EXERCISE TASK 1: Decide whether each statement below agrees with the Breillat film review, and answer yes or no, quoting the deciding words of the review. (a) At the Egyptian Theater, the lobby space was reserved for Gold Pass holders. (b) The writer saw Fat Girl in Portland. (c) Sex is Comedy was screened after Anatomy of Hell.
EXERCISE TASK 2: Carry on the Breillat film review from the point where it stops.

My second helping of the Seattle International Film Festival consisted of a double feature by Catherine Breillat at Capitol Hill’s Egyptian Theater, which is usually home to all sorts of interesting second runs and revivals and, as a bonus, offers a unique “Egyptian” decor. As a minus- especially when you consider the torrential weather of yesterday evening- there’s scant waiting room inside the lobby, and the space was reserved for those snooty Gold Pass holders (not for mere ticket holders like myself, the ugly stepchildren of film festivaling).

The only other Breillat film I’ve seen was Fat Girl, which I made a point of attending during one of my excursions to New York once I realized it was playing there (I believe it found its way to Portland for a very brief run months later, which gives you some perspective on the status bestowed by indie-film distributors upon our little out-of-the-way cities that aren’t New York or Los Angeles). The story of a petulant, morose, and, yes, fat young girl, her tortured older sister, and her discontented parents, especially her mother (played by Atom Egoyan regular Arsinee Khanjian) and their insular bourgeois villa life. The film is marked by the violence, sexual chaos, and despair underlying their existence (and which one couldn’t be blamed for assuming Breillat feels underlies life in general), and only the misfit young girl seems capable of really grasping and eventually, narrowly escaping it. It was bracing, accomplished, and a little horrifying in that ultramodern-understated way that the French seem so fond and capable of.

The first of last night’s Breillat double-dip was Sex is Comedy, which evidently is the slightly fictionalized autobiography of Fat Girl’s production. There is the Breillat-like director, a frantic perfectionist who’s written a screenplay involving some very uncomfortable, very graphic, and very long sex scenes, which she then has to convince her alternately moody, spoiled, and just eccentric actors (who seem to detest her almost as much as they detest each other) to perform in a manner that she’s choreographed precisely from second to second.

The film does, in fact, succeed as a comedy, but the humor is derived not so much from the sex as from the constantly escalating anxiety and conflict surrounding the performance of fictional sex for a director, crew, and camera. Watching it, you can hardly imagine these people behaving any differently, given the rather singular creative experience they’ve put themselves in for; when they finally get the scene right, and we see it in all its real-time emotional and physical brutality, it’s an emotional moment similar to that following a live birth.

Sex is Comedy would’ve made an excellent double feature with Fat Girl, but thank god there was some sort of levity preceding Anatomy of Hell. Using the word “anatomy” in the title is the only thing remotely like a joke to be found anywhere near this one; otherwise, it's one of the most precisely, systematically unflinching, problematic films I’ve ever seen.

The story and its chronology are very simple: A very unhappy-looking young woman is hanging out at a gay bar, surrounded by happy hedonists. She’s rudely jostled by a handsome man as she makes her way to the toilet, where she attempts to slash her wrists. The rude man finds her there and takes her to the doctor. She subsequently offers him money in return for coming home with her and looking at her naked body. This is something she knows is not his cup of tea, and the proposition is presented by her as almost a sort of challenge.

DATASET EXCERPTS:
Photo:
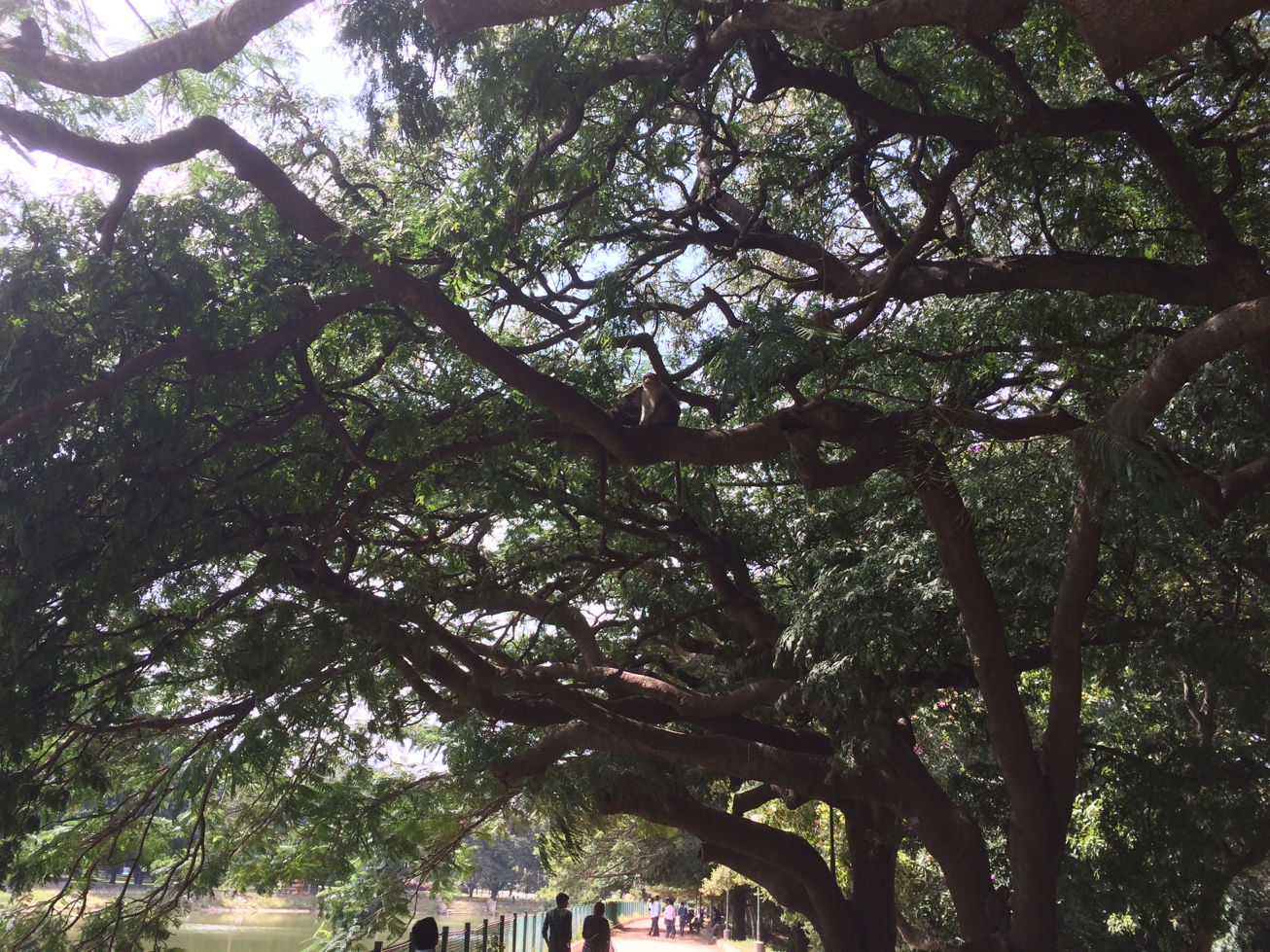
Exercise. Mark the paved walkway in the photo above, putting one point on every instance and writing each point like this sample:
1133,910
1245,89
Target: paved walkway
633,935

WRITTEN ANSWER 1:
(a) Yes: "the space was reserved for those snooty Gold Pass holders"
(b) No: "I made a point of attending during one of my excursions to New York"
(c) No: "The first of last night’s Breillat double-dip was Sex is Comedy"

WRITTEN ANSWER 2:
After this “prologue” section, the rest of the film is divided evenly into four “chapters,” each comprised of one of the nights spent by this man and this woman at her isolated home by the sea. It becomes apparent that the woman means to both seduce and repel this man, to show him not only her naked body but its every discomfiting function. With an apparent combination of curiosity and obstinacy, the man finds himself doing much, much more than looking. We, as the audience, are also treated to extreme, completely unabashed, and effluvient anatomical close-ups. If you're made uncomfortable by vividly and repeatedly depicted menstruation or graphic talk of sex accompanied by an emphatic, insistent degree of honesty about the other functions of the commonly sexualized orifices (it’s difficult to decide which of them comes to seem less erotic on the movie’s terms), the ones our libidos scurry to make us forget, you may want to think twice before watching this one.

But that’s where the film really works: As a challenge to us to see to what degree our own relatively “normal” sexual responses rely upon blocking out the reality this woman is adamantly impressing upon this man. On this level, the film is a stark, grossly unpleasant exploration of something that does, in fact, ring true.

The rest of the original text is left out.